** STATED TASK **
Please rewrite the part of the records below that opens with the line containing "Indicate every instance of the pom" and runs through the end of the records, replacing "field-survey log" with "inventory sheet" and leaving everything else unchanged.

BEGIN SUPPLIED DATA

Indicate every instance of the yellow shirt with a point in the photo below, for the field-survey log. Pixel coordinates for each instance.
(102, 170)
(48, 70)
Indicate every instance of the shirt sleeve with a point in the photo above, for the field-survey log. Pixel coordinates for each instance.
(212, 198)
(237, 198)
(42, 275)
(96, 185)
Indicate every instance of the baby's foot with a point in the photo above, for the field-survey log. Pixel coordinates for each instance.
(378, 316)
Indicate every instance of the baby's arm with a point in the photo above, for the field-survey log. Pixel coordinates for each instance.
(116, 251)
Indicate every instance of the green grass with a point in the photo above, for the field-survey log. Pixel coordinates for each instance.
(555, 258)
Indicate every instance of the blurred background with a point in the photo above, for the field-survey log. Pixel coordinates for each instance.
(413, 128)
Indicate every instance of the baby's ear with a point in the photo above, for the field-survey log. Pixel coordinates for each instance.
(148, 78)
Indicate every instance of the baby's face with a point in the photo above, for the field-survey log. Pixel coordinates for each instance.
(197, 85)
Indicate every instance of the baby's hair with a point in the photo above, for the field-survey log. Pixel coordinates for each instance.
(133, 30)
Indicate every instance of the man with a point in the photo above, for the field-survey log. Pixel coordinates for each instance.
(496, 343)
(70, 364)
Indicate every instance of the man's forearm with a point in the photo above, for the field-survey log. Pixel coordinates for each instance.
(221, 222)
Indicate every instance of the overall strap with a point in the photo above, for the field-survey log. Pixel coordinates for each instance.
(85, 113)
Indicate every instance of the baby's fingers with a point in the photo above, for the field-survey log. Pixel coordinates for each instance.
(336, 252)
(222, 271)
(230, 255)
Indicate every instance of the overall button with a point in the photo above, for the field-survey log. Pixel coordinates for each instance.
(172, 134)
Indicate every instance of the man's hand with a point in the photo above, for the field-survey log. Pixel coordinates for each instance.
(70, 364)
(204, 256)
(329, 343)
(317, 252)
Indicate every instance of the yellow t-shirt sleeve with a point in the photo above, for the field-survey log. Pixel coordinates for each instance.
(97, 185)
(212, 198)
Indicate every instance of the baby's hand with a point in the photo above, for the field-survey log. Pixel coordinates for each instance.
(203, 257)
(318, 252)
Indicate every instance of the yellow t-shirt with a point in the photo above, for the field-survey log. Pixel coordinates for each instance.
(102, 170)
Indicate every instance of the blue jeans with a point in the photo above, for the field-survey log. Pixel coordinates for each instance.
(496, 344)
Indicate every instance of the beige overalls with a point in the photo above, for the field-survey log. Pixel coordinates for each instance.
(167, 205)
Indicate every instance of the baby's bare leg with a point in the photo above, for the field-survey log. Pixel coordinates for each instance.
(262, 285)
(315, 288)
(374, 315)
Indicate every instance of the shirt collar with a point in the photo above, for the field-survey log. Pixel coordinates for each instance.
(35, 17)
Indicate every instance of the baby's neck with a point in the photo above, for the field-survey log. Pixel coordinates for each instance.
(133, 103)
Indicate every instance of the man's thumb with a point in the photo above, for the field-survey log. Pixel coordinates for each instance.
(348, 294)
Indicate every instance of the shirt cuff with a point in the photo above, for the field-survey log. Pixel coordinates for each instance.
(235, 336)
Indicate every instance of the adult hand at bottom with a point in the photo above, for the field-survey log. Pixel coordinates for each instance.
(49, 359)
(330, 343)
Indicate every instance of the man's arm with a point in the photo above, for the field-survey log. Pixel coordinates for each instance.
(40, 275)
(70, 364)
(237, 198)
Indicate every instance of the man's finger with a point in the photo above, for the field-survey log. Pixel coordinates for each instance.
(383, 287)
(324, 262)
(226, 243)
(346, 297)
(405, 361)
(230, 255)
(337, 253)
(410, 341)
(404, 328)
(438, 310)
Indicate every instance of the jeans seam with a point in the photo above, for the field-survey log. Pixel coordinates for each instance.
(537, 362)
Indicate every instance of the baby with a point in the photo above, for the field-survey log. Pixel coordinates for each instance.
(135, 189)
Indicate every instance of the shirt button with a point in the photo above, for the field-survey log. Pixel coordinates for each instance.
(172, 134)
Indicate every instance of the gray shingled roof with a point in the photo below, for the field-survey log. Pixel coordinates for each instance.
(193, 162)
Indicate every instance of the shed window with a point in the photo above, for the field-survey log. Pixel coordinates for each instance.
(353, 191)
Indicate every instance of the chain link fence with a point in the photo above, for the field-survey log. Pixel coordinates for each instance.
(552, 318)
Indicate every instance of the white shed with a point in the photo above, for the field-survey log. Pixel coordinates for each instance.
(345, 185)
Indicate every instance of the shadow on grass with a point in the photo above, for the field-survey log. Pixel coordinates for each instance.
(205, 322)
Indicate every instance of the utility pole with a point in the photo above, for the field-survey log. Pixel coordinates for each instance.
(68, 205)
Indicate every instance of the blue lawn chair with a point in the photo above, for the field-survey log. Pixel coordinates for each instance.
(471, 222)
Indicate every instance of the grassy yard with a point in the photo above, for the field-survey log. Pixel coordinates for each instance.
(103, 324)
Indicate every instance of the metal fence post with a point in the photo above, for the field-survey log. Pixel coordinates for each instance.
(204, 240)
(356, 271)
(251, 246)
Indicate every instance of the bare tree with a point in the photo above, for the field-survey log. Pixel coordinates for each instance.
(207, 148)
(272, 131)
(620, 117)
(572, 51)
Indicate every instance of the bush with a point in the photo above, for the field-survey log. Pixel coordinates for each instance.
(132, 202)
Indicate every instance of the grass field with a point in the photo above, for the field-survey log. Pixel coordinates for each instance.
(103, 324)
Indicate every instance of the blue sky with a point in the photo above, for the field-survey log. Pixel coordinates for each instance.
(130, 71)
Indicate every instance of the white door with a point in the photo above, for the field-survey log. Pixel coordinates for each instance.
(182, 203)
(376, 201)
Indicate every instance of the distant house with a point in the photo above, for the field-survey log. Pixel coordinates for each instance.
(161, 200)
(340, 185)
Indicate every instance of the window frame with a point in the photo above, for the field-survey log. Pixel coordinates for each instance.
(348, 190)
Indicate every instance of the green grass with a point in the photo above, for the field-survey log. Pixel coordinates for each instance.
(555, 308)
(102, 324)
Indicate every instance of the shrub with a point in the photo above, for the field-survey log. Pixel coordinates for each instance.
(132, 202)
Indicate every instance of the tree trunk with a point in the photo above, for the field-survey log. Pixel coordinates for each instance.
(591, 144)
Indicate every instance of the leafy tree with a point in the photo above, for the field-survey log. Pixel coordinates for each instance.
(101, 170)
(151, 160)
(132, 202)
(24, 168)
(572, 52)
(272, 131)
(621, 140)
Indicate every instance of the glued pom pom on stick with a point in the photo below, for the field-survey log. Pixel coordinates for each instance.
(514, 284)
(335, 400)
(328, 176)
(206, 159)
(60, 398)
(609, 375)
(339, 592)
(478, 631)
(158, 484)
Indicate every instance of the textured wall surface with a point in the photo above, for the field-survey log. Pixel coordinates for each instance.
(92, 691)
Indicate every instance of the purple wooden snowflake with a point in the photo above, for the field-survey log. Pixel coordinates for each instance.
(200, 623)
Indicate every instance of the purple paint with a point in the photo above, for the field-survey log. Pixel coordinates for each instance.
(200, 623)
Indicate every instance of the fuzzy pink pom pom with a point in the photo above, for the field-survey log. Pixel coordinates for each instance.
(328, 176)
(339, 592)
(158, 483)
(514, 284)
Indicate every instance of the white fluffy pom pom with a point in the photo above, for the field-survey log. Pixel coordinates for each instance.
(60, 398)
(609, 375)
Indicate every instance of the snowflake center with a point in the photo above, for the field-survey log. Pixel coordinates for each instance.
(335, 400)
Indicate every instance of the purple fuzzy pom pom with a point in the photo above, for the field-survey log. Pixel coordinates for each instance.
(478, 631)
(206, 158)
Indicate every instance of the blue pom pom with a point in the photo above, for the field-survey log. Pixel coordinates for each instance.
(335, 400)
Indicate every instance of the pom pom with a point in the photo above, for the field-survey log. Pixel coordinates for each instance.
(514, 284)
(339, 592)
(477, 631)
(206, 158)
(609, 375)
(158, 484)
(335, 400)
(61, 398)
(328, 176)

END SUPPLIED DATA

** RESULT FOR THIS EXERCISE **
Indicate every instance of the pom pom with a point in the photo above, for the inventory sheet. Pixel coordinates for each instance.
(514, 284)
(339, 592)
(477, 631)
(206, 158)
(609, 375)
(158, 484)
(335, 400)
(61, 398)
(328, 176)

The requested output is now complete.